Polecenie a » Przedstaw w postaci tabeli Markdown z kolumnami Nr i Wiersz tę część rekordów, która zaczyna się od wiersza zawierającego „spot the blurred green foliage background” i sięga do końca rekordów, uwzględniając oba krańce i pomijając puste wiersze.

Fragment dokumentu »
══════
Za to, co wplacilem do ubezpieczycieli w formie skladek przez 20 lat
spokojnie bym mu ta dupe w jaguarze wyremontowal.
-
17. Data: 2012-04-23 15:17:20
Temat: Re: Skladka rentowa do ZUS
Od: RoMan Mandziejewicz <r...@p...pl.invalid>
Hello Ajgor,
Monday, April 23, 2012, 2:48:25 PM, you wrote:
>> To znaczy, godzisz się na składkę w wysokosci szkody, jeszcze do
>> ustalenia czy maksymalnej, sredniej czy przeciętnej, tak?
>> No, z niewielkim narzutem na koszty i zysk ubezpieczyciela, bo
>> to inna sprawa :>
> Bardzo chętnie zgodził bym sie na ubezpieczenie do wysokosci szkody.
> Po pierwsze nigdy w zyciu nie mialem wypadku (jezdze samochodem 22 lata),
> wiec wplacil bym niska skladke raz 22 lata temu, i koniec. Ewentualnie co
> rok doplacil bym do wysokosci inflacji. A nawet gdybym spowodowal wypadek,
> to przynajmniej wiedzial bym, ze place skladke za wlasne winy, a nie z
> powodu cudzej chciwosci.
> A przy okazji mialo by to walor wychowawczy. 99% wypadkow na drogach jest
> spowodowane zwykla glupota. Placenie skladek
> w wysokosci szkody na pewno by ta glupote ograniczylo.
Suma ubezpieczenia OC dla samochodu osobowego obecnie wynosi 500
tysięcy na szkody w mieniu. Już widze, jak płacisz taka składkę.
--
Best regards,
RoMan
-
18. Data: 2012-04-23 15:20:37
Temat: Re: Skladka rentowa do ZUS
Od: RoMan Mandziejewicz <r...@p...pl.invalid>
Hello Ajgor,
Monday, April 23, 2012, 2:51:41 PM, you wrote:
>> opisałeś przypadek, gdy nie spowodujesz wypadku
>> a jeżeli spowodujesz? Ubezpieczyciel wypłaci poszkodowanemu równowartość
>> twojej składki a resztę ty dopłacisz?
> A czemu nie? Wypadkow nie powoduje sie codziennie. Jak raz spowoduje
> wypadek, to i tak bedzie taniej, niz co rok wywalac kase
> naawet w przypadku, jak nie spowoduje wypadku.
> Wbrew pozorom to jest logiczne.
══════
Fragmenty danych z oznaczeniami lokalizacji:
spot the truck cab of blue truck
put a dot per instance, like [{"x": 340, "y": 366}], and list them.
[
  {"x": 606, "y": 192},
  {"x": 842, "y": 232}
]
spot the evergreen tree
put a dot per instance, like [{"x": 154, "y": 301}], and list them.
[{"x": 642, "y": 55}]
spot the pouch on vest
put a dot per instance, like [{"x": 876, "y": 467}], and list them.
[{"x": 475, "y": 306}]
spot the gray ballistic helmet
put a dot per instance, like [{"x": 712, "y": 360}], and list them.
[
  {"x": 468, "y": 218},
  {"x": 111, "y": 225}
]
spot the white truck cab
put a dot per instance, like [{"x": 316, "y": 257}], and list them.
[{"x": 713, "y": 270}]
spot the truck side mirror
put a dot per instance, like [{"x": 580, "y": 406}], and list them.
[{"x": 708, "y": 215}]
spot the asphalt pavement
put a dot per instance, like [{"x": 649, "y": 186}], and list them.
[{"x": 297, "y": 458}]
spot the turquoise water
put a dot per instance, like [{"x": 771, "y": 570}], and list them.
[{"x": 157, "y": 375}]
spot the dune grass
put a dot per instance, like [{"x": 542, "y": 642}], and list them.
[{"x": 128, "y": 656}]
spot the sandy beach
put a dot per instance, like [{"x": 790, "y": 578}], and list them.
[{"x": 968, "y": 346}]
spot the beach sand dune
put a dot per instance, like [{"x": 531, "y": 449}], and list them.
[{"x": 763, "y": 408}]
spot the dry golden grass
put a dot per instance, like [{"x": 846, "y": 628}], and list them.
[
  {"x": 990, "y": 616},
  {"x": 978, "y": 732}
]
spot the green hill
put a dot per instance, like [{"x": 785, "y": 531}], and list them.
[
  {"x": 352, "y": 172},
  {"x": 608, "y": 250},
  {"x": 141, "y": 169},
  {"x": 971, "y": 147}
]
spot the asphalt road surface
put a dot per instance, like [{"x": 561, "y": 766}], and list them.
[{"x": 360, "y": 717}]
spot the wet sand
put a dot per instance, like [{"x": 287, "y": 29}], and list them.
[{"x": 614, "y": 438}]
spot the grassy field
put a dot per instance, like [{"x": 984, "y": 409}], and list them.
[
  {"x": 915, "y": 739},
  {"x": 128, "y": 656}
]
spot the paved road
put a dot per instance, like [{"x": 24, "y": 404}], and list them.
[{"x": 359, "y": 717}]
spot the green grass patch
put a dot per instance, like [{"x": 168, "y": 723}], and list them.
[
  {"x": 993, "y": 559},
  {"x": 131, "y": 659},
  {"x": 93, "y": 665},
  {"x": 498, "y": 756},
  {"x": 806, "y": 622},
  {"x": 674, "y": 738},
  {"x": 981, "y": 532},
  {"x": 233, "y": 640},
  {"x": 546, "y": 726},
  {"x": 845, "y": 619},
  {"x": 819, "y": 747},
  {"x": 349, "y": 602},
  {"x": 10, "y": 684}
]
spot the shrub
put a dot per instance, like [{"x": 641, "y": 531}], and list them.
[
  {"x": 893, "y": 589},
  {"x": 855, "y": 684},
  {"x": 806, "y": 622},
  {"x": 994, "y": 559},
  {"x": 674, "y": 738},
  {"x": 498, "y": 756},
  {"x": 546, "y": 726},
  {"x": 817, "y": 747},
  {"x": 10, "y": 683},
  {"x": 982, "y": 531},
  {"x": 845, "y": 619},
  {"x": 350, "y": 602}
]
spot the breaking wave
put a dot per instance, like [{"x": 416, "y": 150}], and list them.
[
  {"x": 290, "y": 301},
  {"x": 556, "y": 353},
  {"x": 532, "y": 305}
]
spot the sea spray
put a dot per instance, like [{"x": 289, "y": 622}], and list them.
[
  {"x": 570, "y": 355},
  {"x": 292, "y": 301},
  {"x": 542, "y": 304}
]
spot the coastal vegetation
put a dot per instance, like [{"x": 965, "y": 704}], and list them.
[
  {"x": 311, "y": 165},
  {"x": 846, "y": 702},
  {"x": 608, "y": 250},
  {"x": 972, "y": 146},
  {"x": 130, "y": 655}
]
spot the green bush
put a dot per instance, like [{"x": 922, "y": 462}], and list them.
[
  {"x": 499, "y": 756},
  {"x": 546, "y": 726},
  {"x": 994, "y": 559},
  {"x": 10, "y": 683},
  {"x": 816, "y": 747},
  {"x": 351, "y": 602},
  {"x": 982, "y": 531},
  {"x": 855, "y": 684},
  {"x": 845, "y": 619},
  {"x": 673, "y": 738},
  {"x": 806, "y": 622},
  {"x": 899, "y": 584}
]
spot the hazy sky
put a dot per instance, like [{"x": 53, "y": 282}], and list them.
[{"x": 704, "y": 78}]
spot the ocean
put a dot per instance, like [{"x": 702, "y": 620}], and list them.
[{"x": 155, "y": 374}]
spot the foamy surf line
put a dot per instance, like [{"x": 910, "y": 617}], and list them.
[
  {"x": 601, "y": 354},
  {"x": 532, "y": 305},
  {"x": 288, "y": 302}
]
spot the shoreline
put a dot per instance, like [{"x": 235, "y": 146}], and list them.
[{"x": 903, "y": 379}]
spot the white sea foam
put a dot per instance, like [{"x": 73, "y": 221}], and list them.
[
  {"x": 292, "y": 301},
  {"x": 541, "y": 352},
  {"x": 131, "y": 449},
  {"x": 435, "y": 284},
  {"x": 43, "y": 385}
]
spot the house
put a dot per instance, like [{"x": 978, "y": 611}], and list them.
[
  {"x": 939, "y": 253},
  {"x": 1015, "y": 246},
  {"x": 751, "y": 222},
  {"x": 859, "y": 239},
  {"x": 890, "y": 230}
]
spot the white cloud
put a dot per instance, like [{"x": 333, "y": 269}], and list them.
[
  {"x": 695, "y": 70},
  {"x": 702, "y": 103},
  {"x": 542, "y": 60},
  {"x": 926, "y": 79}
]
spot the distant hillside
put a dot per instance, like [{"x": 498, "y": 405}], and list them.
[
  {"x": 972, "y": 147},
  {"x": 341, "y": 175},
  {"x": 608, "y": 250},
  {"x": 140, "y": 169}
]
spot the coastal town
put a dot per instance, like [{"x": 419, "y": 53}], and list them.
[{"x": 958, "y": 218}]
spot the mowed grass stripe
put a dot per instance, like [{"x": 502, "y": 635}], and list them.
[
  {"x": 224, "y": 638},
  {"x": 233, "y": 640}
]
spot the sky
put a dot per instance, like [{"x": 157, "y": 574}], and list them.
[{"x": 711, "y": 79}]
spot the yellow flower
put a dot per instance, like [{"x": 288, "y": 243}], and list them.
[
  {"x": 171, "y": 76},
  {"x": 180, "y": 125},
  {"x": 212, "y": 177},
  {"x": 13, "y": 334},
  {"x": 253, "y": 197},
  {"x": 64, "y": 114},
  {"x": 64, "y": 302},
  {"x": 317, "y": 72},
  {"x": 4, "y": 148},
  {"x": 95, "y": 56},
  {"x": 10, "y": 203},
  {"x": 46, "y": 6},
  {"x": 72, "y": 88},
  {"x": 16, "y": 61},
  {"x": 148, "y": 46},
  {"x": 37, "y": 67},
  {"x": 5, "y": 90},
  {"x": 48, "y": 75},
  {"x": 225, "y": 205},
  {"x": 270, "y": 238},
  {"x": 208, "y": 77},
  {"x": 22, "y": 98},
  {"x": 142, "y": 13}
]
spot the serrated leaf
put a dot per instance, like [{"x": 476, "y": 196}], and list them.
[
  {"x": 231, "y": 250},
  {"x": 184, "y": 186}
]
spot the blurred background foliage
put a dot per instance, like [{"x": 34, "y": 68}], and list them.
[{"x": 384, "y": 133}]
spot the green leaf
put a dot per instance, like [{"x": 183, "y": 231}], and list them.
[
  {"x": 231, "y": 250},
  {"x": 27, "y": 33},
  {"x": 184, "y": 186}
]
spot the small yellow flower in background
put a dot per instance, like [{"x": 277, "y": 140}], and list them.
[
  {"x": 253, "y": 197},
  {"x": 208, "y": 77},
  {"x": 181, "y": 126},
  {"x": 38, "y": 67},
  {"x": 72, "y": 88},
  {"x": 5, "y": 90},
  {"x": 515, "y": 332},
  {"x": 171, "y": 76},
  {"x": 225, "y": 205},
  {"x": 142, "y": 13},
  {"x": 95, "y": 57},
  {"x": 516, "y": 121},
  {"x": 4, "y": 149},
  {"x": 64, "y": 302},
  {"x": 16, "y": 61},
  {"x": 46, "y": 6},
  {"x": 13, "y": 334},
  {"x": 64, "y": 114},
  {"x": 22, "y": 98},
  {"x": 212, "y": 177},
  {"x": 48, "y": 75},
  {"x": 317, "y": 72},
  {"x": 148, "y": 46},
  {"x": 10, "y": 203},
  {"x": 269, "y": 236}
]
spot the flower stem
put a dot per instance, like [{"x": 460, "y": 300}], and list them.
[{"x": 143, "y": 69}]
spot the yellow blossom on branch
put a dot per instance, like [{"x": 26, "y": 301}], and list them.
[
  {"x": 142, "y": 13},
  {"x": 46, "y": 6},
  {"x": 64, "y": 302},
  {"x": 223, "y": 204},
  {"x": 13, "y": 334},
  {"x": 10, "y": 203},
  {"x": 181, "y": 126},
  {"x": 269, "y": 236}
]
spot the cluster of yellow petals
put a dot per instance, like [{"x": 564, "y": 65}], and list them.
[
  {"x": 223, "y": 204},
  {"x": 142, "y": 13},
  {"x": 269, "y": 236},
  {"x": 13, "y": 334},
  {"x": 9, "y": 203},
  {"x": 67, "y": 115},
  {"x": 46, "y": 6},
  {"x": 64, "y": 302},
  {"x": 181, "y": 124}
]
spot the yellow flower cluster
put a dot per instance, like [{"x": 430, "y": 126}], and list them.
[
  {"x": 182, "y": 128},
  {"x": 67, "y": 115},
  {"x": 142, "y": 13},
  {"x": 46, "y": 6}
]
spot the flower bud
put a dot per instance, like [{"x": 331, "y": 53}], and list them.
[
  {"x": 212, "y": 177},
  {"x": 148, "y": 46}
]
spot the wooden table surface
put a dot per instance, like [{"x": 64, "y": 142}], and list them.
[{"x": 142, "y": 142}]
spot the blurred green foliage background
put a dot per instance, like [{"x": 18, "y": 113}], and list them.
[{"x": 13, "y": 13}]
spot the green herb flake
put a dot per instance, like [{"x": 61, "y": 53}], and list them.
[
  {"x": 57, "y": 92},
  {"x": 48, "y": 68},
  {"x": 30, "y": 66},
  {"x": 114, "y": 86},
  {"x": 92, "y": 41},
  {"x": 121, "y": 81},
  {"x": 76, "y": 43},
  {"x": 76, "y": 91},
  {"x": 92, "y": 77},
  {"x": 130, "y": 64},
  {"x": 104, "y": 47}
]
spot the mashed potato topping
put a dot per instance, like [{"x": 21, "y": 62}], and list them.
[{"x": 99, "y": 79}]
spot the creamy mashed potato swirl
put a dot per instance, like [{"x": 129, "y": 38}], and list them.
══════
Polecenie b »
Odpowiedz krótko na poniższe pytania na podstawie fragmentu dokumentu.
(i) Od ilu lat autor cytowanej wypowiedzi jeździ samochodem?
(ii) Jaka jest według RoMana obecna suma ubezpieczenia OC samochodu osobowego na szkody w mieniu?
(iii) Jaki odsetek wypadków na drogach jest według cytowanej wypowiedzi spowodowany zwykłą głupotą?

Rozwiązanie a »
| Nr | Wiersz |
|---|---|
| 1 | spot the blurred green foliage background |
| 2 | put a dot per instance, like [{"x": 18, "y": 113}], and list them. |
| 3 | [{"x": 13, "y": 13}] |
| 4 | spot the green herb flake |
| 5 | put a dot per instance, like [{"x": 61, "y": 53}], and list them. |
| 6 | [ |
| 7 |   {"x": 57, "y": 92}, |
| 8 |   {"x": 48, "y": 68}, |
| 9 |   {"x": 30, "y": 66}, |
| 10 |   {"x": 114, "y": 86}, |
| 11 |   {"x": 92, "y": 41}, |
| 12 |   {"x": 121, "y": 81}, |
| 13 |   {"x": 76, "y": 43}, |
| 14 |   {"x": 76, "y": 91}, |
| 15 |   {"x": 92, "y": 77}, |
| 16 |   {"x": 130, "y": 64}, |
| 17 |   {"x": 104, "y": 47} |
| 18 | ] |
| 19 | spot the mashed potato topping |
| 20 | put a dot per instance, like [{"x": 21, "y": 62}], and list them. |
| 21 | [{"x": 99, "y": 79}] |
| 22 | spot the creamy mashed potato swirl |
| 23 | put a dot per instance, like [{"x": 129, "y": 38}], and list them. |

Rozwiązanie b »
(i) 22 lata.
(ii) 500 tysięcy.
(iii) 99%.